··· SEÇÃO DO DOCUMENTO ···

Para a paixão pela Cidade Maravilhosa, debruçou-se em um "Rio de Janeiro, gosto de você", presente em Valsa de uma Cidade.
Mas não só em sambas forjou-se o Antônio Maria compositor. E também não apenas para eles a exímia escrita dolorosa foi dedicada. Três dos frevos mais rasgados de amor ao Recife saíram da cabeça do recifense distante: são seus os Frevo n° 1 do Recife, Frevo n° 2 do Recife e o derradeiro Frevo n° 3 do Recife ("Sou do Recife/ Com orgulho e com saudade/ Sou do Recife/ Com vontade de chorar").
Também escreveu para jornais e trabalhou na televisão, com destaque para o convite de assumir, em 1951, o posto de diretor de programação da TV Tupi, lançada havia pouco.
EM RESGATE
A breve, porém frutífera, vida artística e social de Antônio Maria tem sido recuperada e eternizada nos últimos anos. Na edição mais recente de Um Homem Chamado Maria (2005), Joaquim Ferreira dos Santos reuniu em 180 páginas relatos sobre as andanças do biografado entre a elite intelectual do Rio de Janeiro — e do mundo: num apanhado de fotos, o pernambucano, que era amigo íntimo de Vinicius de Moraes, aparece ao lado de Edith Piaf e Carmen Miranda. Lá também estão detalhes da vida com a jornalista Danuza Leão, com quem foi casado por quatro anos.
Antônio Maria é figura-chave também no A Noite do Meu Bem (2015), livro de Ruy Castro sobre as boates da capital fluminense, a nata financeira e cultural que as frequentava e, consequentemente, a explosão do samba-canção, entre as décadas de 40 e 60.
Em fevereiro, a Fundação Joaquim Nabuco homenageou Antônio Maria em seu Carnaval de Todos os Tons, com menção à Manhã de Carnaval, composta com Luiz Bonfá e presente na trilha do filme Orfeu Negro (1959), de Marcel Camus.
Antônio Maria morreu em 15 de outubro de 1964, no Rio de Janeiro, por complicações dos problemas cardíacos que o acompanhavam desde a infância. Teve trajetória interrompida, mas bem vivida.

··· TRECHOS DAS LINHAS ···

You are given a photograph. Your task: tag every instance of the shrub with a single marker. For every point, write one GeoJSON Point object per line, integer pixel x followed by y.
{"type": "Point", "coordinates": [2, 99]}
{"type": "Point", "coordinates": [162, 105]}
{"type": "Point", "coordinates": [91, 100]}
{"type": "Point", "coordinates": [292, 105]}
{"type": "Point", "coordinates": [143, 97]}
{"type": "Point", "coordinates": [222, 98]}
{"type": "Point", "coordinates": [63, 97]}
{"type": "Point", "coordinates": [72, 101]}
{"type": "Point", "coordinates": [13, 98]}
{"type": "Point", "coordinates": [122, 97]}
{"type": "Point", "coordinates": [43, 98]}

···

• [PROBLEMA PROPOSTO]: Reproduza do texto sobre Antônio Maria tudo o que vai desde "Também escreveu para" até "lançada havia pouco.". Baseie-se somente no texto sobre Antônio Maria.

• [RESULTADO DO EXERCÍCIO]:
Também escreveu para jornais e trabalhou na televisão, com destaque para o convite de assumir, em 1951, o posto de diretor de programação da TV Tupi, lançada havia pouco.